** Start **
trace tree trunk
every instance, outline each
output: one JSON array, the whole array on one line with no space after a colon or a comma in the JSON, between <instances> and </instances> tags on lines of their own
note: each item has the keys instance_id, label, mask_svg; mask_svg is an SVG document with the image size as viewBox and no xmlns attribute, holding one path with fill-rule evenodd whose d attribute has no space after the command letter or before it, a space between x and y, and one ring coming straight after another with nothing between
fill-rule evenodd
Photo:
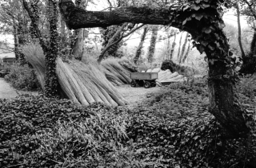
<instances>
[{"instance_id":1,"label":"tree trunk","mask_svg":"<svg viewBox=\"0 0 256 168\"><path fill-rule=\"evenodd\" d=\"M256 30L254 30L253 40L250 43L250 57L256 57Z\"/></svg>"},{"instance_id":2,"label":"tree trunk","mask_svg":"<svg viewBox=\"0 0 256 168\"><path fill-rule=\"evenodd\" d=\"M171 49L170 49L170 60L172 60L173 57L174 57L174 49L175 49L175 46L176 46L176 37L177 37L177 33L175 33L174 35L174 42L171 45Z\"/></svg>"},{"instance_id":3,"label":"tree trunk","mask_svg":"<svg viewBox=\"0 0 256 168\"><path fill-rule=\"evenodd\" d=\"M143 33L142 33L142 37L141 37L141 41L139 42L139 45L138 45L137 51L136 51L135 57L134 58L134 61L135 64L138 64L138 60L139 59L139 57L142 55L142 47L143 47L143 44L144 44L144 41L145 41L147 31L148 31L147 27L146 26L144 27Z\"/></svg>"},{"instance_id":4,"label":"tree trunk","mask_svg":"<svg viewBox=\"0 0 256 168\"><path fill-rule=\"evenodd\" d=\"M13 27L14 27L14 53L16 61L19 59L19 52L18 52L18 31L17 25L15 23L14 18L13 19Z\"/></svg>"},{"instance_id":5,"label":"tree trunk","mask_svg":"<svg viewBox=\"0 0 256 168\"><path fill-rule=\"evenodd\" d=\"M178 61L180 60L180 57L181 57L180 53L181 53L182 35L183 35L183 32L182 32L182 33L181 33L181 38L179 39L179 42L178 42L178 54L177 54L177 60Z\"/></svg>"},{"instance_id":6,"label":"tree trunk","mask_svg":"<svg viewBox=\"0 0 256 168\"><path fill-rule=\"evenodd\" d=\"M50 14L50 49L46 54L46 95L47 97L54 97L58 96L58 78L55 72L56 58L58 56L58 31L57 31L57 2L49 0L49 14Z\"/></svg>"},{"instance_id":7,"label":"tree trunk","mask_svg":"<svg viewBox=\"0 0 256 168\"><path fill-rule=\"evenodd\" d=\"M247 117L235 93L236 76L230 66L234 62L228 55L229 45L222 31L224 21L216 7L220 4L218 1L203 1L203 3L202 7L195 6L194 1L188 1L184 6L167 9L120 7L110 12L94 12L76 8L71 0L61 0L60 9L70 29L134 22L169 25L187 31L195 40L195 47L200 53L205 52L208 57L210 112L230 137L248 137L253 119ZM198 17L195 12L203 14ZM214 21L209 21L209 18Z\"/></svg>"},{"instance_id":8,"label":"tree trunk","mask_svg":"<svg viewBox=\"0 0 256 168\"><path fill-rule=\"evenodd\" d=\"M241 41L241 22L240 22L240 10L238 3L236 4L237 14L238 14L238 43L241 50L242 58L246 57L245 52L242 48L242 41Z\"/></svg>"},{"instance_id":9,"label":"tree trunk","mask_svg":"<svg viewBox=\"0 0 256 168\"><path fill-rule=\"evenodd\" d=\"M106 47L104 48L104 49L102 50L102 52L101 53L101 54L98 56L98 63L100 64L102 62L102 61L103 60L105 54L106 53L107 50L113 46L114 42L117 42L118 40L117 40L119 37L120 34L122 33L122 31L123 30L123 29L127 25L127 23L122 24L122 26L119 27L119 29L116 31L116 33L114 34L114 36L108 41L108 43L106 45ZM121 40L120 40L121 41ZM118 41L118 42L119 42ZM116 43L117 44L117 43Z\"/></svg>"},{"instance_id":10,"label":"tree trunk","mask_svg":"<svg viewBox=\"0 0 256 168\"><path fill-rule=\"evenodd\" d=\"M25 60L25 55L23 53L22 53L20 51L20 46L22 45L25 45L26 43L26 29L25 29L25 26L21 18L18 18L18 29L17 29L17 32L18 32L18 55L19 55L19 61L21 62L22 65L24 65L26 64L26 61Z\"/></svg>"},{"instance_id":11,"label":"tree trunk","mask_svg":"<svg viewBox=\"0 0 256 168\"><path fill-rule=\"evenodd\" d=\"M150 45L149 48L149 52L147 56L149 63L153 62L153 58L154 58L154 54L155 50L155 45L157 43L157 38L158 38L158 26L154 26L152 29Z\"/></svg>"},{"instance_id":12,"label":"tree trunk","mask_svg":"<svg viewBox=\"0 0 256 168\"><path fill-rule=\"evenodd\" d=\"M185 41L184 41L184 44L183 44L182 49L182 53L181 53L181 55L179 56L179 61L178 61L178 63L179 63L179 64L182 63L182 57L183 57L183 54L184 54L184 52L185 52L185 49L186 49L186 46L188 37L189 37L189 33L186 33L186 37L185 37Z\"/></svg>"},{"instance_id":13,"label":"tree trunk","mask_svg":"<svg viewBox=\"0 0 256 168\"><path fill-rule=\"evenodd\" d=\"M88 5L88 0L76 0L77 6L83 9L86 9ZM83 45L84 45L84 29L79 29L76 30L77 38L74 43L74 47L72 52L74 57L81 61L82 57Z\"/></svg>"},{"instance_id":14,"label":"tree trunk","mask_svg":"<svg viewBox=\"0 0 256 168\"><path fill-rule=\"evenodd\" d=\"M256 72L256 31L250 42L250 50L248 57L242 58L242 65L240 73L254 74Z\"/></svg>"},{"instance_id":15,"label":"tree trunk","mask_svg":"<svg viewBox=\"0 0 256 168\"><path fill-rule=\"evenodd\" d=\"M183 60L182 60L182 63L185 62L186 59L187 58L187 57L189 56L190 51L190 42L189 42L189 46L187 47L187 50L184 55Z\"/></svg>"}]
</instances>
** End **
** Start **
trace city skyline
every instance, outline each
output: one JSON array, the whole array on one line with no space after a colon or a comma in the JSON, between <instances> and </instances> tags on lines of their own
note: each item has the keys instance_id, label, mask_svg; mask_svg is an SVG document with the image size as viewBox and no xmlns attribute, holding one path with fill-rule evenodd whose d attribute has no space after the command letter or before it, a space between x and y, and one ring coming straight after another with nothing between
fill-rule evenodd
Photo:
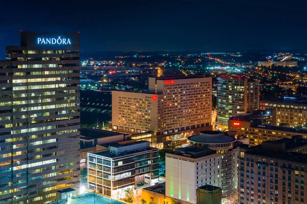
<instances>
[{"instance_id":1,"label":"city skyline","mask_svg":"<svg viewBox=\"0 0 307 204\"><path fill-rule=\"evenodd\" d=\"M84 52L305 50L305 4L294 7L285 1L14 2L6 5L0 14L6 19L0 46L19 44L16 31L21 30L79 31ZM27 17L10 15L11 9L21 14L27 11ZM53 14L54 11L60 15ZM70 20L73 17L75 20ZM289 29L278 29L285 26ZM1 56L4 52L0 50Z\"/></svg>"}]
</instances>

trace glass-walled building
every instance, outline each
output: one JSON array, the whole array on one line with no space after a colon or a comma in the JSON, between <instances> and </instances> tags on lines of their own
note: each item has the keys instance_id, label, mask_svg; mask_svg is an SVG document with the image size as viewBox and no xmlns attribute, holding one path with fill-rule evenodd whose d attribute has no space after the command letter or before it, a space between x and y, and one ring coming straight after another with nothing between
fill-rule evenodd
** End **
** Start **
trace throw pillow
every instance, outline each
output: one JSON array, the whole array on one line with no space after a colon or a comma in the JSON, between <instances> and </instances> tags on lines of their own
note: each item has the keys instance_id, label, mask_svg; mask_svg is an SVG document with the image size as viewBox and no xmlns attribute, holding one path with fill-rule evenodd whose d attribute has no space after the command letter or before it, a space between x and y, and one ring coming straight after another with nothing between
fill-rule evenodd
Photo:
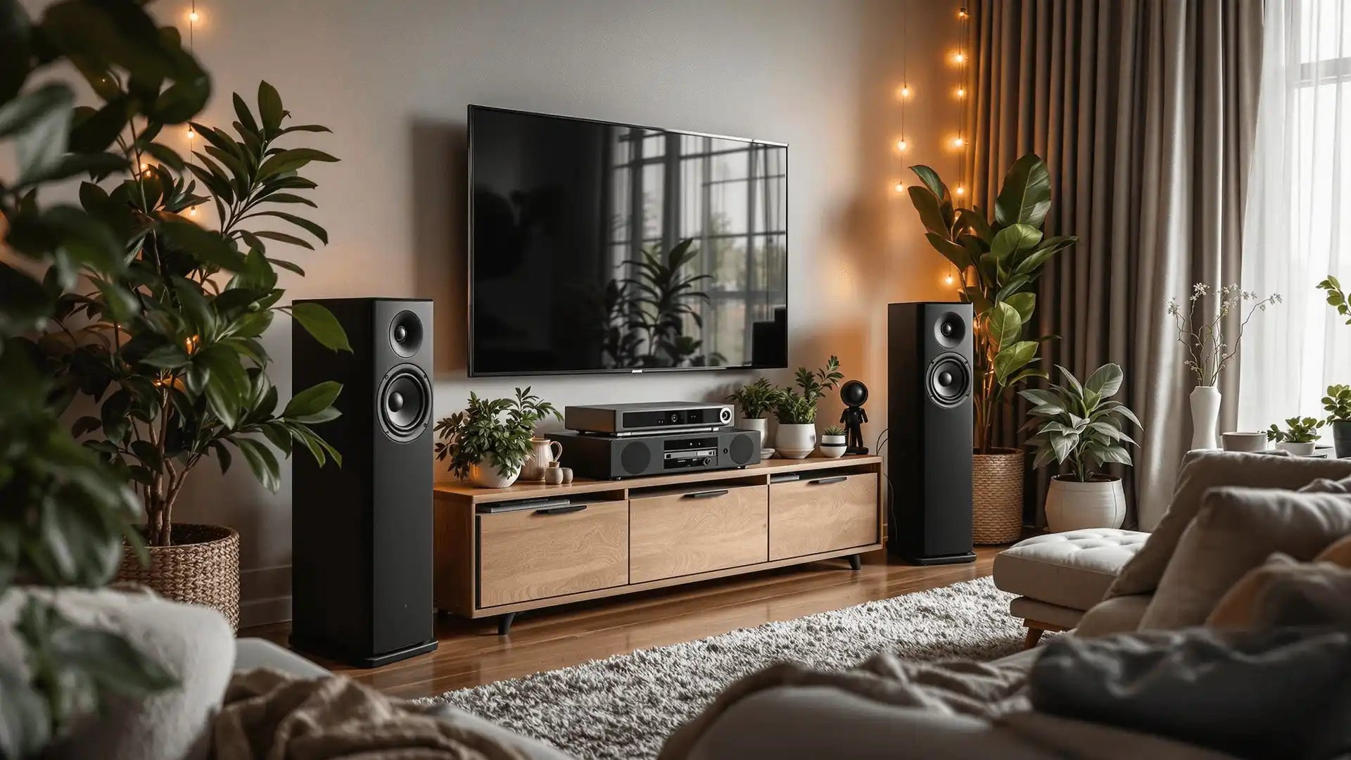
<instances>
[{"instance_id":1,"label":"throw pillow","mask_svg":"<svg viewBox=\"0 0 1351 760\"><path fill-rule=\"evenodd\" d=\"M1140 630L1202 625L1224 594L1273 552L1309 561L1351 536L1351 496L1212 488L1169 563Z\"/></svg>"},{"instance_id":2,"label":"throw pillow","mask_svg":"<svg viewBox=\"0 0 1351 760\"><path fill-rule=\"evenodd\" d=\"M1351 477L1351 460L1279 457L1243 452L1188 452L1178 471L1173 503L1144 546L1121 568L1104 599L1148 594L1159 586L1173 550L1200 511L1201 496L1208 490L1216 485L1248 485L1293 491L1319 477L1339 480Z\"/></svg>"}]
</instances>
** End **
DESCRIPTION OF THE TASK>
Extract each line in the rows above that contains the word "trace" and copy it in full. Treat uppercase and lowercase letters as different.

WORKED ANSWER>
trace tree trunk
trace city skyline
trace glass-walled building
trace throw pillow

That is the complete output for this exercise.